[Data for this exercise]

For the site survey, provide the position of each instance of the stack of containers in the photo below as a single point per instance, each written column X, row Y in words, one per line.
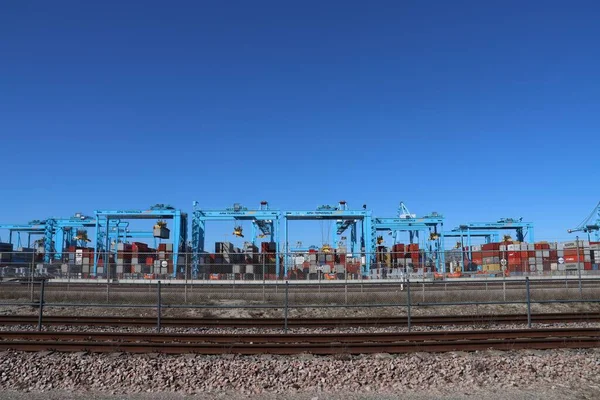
column 269, row 250
column 490, row 257
column 476, row 255
column 398, row 256
column 312, row 260
column 140, row 252
column 413, row 252
column 595, row 255
column 165, row 253
column 577, row 255
column 543, row 257
column 6, row 252
column 123, row 258
column 23, row 255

[/Data for this exercise]

[How to complete this task] Could you transcribe every entry above exactly, leaving out the images?

[Answer to this task]
For the site survey, provide the position of each instance of the stack of containers in the photo below as a single point per instance, each written column X, row Y in words, one per line.
column 269, row 250
column 490, row 257
column 476, row 255
column 398, row 256
column 312, row 260
column 140, row 252
column 413, row 252
column 595, row 255
column 165, row 253
column 577, row 255
column 543, row 257
column 6, row 252
column 123, row 258
column 23, row 255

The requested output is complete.